Your task: Name every person the news report identifies by name.

Source passage:
LONDON, July 16 (RIA Novosti) - Britain's foreign secretary said four Russian diplomats will be expelled from the country over Moscow's refusal to extradite a Russian suspect in the murder of former Russian security officer Alexander Litvinenko in London.
"We have chosen to expel four diplomats, four particular diplomats, in order to send a clear and proportionate signal to the Russian government about the seriousness of this case," David Miliband told parliament Monday.
Andrei Lugovoi, also a former security service officer, has dismissed British charges against him as political. He met Litvinenko on the day he fell ill in London.
Russian authorities said the response to British measures would be "appropriate", a source in Moscow said.
"If London resorts to such measures, Moscow will have the right to respond appropriately, basing its actions on international practice," the source said.
"As far as I know, Russia did not impose sanctions on the British diplomats caught for spying," he said, referring to a January 2006 incident with a group of British diplomats caught and filmed in Moscow with a spying electronic device.

Recorded information:
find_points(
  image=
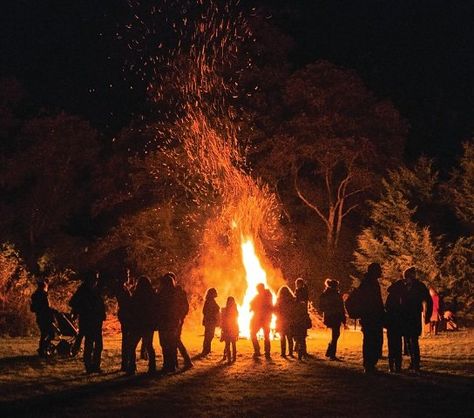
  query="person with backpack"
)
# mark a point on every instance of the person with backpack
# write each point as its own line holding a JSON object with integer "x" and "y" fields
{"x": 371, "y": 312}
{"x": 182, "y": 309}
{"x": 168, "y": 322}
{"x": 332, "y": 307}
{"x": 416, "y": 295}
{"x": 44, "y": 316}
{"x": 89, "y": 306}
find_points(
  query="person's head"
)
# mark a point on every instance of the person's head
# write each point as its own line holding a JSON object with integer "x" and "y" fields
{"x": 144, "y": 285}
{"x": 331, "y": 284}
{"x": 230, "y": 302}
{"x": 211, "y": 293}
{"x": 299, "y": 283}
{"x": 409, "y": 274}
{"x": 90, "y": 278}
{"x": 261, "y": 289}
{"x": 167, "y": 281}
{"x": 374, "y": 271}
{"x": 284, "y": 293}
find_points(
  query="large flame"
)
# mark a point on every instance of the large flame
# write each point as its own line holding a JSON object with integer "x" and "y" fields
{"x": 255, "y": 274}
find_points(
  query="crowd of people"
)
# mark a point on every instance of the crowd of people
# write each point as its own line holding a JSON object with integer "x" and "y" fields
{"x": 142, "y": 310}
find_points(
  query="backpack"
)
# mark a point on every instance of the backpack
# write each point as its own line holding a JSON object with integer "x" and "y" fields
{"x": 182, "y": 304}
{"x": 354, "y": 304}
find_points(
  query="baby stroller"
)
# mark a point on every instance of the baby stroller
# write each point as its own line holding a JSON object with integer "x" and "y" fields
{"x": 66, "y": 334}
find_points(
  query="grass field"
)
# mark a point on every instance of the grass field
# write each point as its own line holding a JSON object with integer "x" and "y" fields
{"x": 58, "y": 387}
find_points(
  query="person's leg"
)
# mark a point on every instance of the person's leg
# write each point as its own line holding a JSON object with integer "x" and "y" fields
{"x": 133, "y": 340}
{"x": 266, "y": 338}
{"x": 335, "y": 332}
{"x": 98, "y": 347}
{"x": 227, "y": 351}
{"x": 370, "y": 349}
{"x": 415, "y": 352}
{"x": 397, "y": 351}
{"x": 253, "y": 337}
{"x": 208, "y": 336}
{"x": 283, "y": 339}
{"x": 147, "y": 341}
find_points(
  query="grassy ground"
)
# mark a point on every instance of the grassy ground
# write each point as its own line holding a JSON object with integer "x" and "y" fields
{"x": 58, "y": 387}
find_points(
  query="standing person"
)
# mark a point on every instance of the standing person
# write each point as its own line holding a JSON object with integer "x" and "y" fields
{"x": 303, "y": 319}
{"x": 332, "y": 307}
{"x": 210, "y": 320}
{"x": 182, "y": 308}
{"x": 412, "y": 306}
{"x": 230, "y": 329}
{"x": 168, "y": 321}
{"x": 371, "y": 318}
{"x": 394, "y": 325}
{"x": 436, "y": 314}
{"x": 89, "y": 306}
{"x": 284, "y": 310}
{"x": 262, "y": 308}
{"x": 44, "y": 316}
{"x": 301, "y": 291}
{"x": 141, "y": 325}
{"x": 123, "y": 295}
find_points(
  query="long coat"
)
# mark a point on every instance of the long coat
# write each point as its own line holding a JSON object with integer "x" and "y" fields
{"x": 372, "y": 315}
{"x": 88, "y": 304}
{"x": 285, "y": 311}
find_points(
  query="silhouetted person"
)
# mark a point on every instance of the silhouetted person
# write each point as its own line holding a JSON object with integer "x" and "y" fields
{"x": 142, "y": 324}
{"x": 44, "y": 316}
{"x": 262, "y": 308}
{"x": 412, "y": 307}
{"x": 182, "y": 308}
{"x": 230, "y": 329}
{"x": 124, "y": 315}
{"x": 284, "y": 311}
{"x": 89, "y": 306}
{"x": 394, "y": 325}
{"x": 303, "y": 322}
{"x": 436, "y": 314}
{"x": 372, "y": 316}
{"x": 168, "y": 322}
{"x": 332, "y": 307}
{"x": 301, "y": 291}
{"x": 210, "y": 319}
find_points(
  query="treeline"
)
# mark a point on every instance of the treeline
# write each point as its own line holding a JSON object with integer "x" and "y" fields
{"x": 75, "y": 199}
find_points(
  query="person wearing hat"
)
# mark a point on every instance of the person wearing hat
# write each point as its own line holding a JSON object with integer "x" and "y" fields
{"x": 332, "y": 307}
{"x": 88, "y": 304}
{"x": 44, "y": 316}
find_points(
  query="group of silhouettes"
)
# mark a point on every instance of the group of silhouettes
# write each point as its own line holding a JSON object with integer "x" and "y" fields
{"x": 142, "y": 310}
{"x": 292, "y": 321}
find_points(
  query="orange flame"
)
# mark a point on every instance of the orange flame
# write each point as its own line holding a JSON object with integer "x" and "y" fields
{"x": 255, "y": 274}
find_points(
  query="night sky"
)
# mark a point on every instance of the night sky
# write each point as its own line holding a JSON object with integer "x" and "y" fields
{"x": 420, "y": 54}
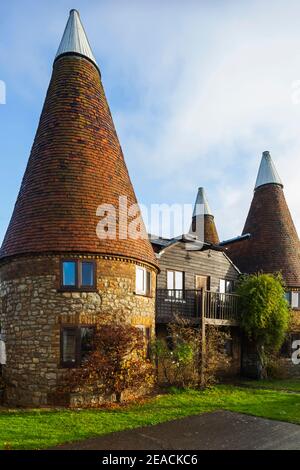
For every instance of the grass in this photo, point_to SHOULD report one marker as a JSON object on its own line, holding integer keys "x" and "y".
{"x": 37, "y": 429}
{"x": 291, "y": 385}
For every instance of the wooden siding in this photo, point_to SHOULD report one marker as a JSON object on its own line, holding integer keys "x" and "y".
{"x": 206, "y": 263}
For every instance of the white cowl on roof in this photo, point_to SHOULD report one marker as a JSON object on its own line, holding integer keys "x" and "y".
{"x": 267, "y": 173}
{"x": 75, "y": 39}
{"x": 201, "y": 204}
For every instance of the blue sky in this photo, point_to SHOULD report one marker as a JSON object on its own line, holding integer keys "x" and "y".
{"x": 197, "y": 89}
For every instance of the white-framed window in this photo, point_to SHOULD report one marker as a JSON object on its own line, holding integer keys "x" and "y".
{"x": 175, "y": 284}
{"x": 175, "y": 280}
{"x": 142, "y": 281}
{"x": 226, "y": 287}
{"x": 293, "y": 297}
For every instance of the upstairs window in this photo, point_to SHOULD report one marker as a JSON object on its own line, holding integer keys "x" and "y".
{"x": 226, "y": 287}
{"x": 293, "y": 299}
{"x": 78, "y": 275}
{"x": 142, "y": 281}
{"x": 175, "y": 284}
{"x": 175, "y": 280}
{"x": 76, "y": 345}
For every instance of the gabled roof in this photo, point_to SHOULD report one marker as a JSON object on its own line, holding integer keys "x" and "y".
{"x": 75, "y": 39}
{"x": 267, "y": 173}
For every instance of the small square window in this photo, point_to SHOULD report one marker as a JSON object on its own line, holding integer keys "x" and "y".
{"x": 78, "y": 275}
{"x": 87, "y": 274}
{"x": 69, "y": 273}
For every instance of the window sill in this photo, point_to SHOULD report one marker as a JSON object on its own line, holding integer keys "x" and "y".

Written reply: Alexander Litvinenko, David Miliband, Andrei Lugovoi